Work task: Please make an exact transcription of the records, keeping the pictures out of it.

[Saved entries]
--- START ---

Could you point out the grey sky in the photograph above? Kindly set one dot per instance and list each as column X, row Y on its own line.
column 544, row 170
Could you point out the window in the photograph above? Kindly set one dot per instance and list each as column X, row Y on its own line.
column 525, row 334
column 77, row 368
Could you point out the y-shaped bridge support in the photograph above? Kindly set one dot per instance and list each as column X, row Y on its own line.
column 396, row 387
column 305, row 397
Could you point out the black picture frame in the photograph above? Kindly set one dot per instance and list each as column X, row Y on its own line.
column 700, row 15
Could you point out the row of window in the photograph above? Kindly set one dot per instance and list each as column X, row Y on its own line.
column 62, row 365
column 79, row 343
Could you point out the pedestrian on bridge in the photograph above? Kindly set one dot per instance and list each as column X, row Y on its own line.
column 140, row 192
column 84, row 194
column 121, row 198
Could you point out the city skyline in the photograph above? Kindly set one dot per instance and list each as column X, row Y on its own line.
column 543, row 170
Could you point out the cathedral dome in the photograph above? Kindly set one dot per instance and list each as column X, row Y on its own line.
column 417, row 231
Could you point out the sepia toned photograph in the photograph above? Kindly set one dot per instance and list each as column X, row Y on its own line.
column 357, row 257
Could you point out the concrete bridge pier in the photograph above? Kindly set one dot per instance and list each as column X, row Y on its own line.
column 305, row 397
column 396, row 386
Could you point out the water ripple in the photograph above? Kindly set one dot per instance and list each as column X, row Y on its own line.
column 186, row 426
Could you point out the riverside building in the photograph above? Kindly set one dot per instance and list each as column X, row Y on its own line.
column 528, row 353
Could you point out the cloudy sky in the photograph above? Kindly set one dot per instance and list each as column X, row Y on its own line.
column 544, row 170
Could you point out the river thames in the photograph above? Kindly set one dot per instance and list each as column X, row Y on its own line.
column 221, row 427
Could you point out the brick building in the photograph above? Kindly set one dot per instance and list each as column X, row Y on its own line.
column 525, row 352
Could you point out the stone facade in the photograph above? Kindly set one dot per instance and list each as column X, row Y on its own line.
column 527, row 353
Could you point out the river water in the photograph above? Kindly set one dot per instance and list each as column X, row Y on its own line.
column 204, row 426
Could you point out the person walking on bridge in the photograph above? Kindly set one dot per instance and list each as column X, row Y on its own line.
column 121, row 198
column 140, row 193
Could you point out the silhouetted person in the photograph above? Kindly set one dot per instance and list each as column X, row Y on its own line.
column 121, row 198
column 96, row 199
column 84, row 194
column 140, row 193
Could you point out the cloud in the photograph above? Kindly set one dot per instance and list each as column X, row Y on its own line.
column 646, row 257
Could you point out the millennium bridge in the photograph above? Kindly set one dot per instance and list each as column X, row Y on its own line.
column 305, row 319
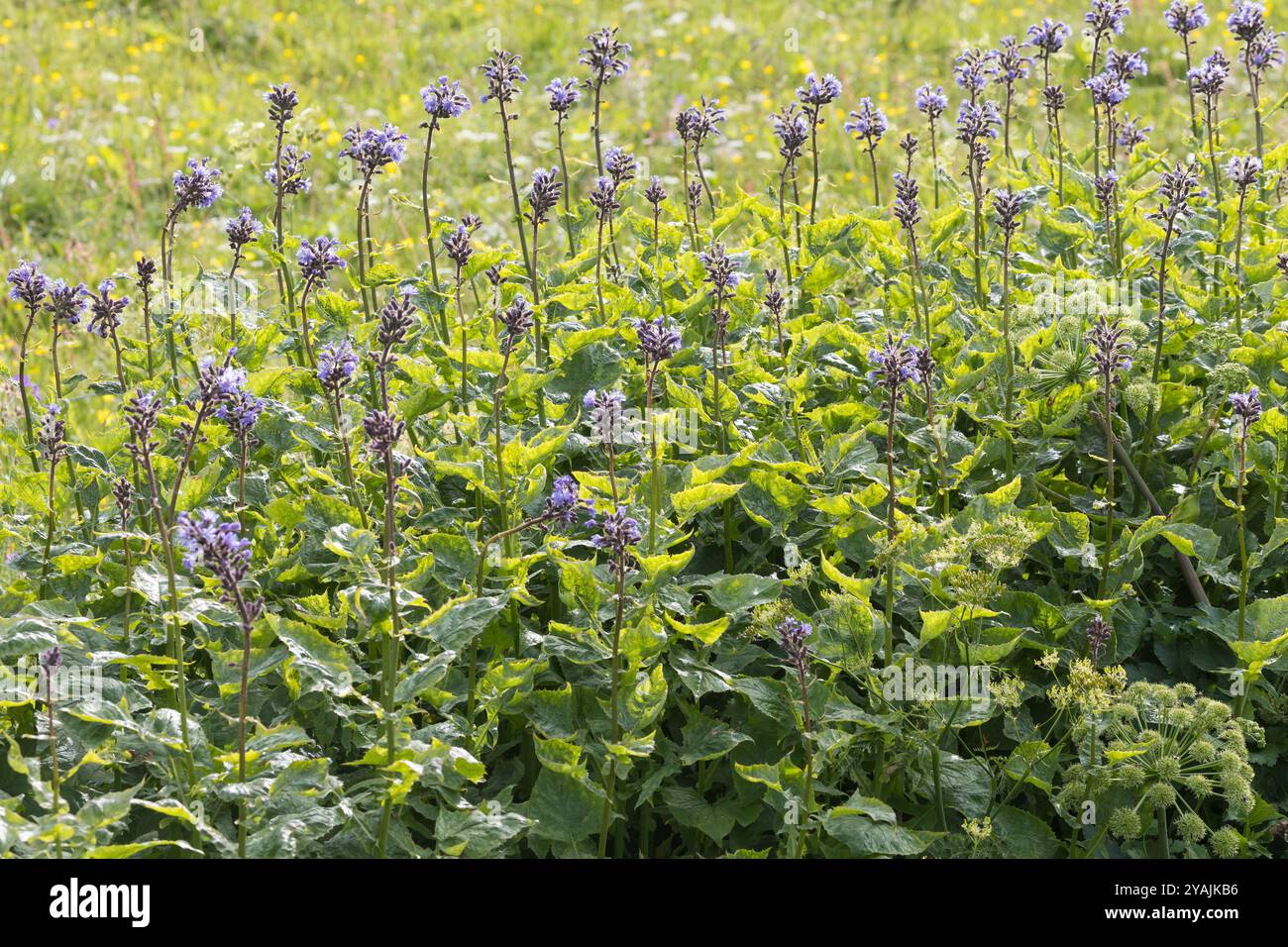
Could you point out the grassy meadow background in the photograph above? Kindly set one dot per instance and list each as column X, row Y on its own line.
column 107, row 99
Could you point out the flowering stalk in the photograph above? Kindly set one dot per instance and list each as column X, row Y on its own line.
column 141, row 414
column 542, row 198
column 907, row 211
column 657, row 343
column 384, row 429
column 793, row 635
column 1243, row 172
column 146, row 272
column 104, row 322
column 1111, row 360
column 1261, row 52
column 1184, row 18
column 443, row 101
column 868, row 125
column 317, row 260
column 214, row 384
column 1247, row 408
column 459, row 252
column 1176, row 191
column 931, row 102
column 516, row 320
column 1008, row 67
column 282, row 102
column 241, row 231
column 724, row 278
column 65, row 305
column 791, row 131
column 1104, row 21
column 124, row 495
column 563, row 95
column 336, row 368
column 925, row 365
column 565, row 505
column 1209, row 78
column 617, row 535
column 51, row 661
column 372, row 151
column 27, row 286
column 975, row 125
column 217, row 544
column 194, row 187
column 603, row 198
column 812, row 95
column 893, row 368
column 1006, row 213
column 1054, row 98
column 608, row 58
column 1048, row 38
column 505, row 78
column 52, row 438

--- END ---

Answer to this exercise:
Could you point out the grey sky in the photograph above? Kindly set one dot per instance and list each as column X, row Y on its own line.
column 544, row 170
Could you point out the window in the photograph above? Kindly set one dot per instance and list each as column X, row Y on its own line.
column 525, row 334
column 77, row 368
Could you point out the y-shaped bridge support in the photograph above? Kindly set one dot per instance and list each as column X, row Y on its own line.
column 396, row 387
column 305, row 397
Could you point out the black picture frame in the photograph above? Kindly set one dot per instance and list each as column X, row Y on its own line.
column 700, row 15
Could you point out the row of window in the photograph above? Kindly set one dot per instance and list each as column X, row Y on its own line.
column 62, row 365
column 79, row 343
Could you point out the pedestrian on bridge in the photograph above? Kindly set one dot per instance and list each as column X, row Y on its own line.
column 140, row 192
column 84, row 194
column 121, row 198
Could you point out the city skyline in the photograph above? Kindly set one dot per instance and list each as column X, row Y on its own line.
column 543, row 170
Could you point out the cathedral dome in the photograph above? Kindly set one dot per instance and list each as column X, row Y on its own line.
column 417, row 231
Could you point out the sepia toned photograph in the photograph above? Kindly set one dot per instance and list each as column X, row Y on its own line.
column 357, row 257
Could you point out the concrete bridge pier in the photograph above? Kindly set one dot per instance and list each as column X, row Y on its own line.
column 305, row 397
column 396, row 386
Could you point out the water ripple in the photograph above? Kindly set one dot per instance and list each as column X, row Y on its own line.
column 186, row 426
Could you point out the riverside building in the photograph above? Kindly set one dot per instance and list each as column X, row Y on its own line.
column 528, row 353
Could you point out the cloudy sky in the photograph above? Kindly set one dot per instance and list each as column X, row Y on its own line.
column 544, row 170
Could you point out the river thames in the photograph above? Kindly set one dot per instance and list each as column X, row Y on its own line.
column 221, row 427
Could you point out the brick building in the photograph above? Kindly set one dot per instance and list each as column X, row Y on its own line.
column 525, row 352
Could you point out the stone facade in the photograph above? Kindly set one dot per instance and list each as column X, row Y on its own line.
column 527, row 353
Could you point out the river water in the photograph above? Kindly set one dot per instance and list each as column X, row Y on its own line.
column 204, row 426
Could you point out the person walking on bridge in the photograph above? Kindly set one dot per instance and list each as column X, row Y on its own line.
column 121, row 198
column 140, row 193
Could you point out the silhouetted person in the photograph above? Kindly set one dot per instance and list each as column X, row Y on its own line.
column 121, row 198
column 96, row 199
column 84, row 194
column 140, row 193
Could you point out the cloud in the photograph above? Kindly set one dot per instance and list each as column X, row Y on its own line.
column 646, row 257
Could you point out the millennium bridge in the photograph above? Kindly set one dot per instance and list each as column X, row Y on its own line.
column 305, row 319
Could you point out the grassy meadow background in the photograph above? Kindly set one dot per instance and list each as column X, row Y on its own line.
column 107, row 99
Could you point out the flowering stalk in the photograph above? Kindly set one dot per instance and list each as column X, row Y on its own line.
column 141, row 414
column 542, row 198
column 907, row 211
column 657, row 343
column 384, row 429
column 793, row 635
column 1243, row 172
column 146, row 272
column 104, row 322
column 1111, row 360
column 1261, row 52
column 1184, row 18
column 443, row 101
column 868, row 125
column 317, row 260
column 214, row 384
column 1247, row 408
column 459, row 252
column 1176, row 191
column 931, row 102
column 516, row 320
column 1008, row 67
column 282, row 102
column 241, row 231
column 724, row 278
column 65, row 305
column 791, row 131
column 1104, row 21
column 124, row 495
column 563, row 95
column 336, row 368
column 925, row 365
column 565, row 505
column 1209, row 78
column 617, row 535
column 51, row 661
column 372, row 151
column 27, row 286
column 975, row 125
column 217, row 544
column 194, row 187
column 603, row 198
column 812, row 95
column 893, row 368
column 1006, row 213
column 1054, row 98
column 608, row 58
column 1048, row 38
column 505, row 78
column 52, row 438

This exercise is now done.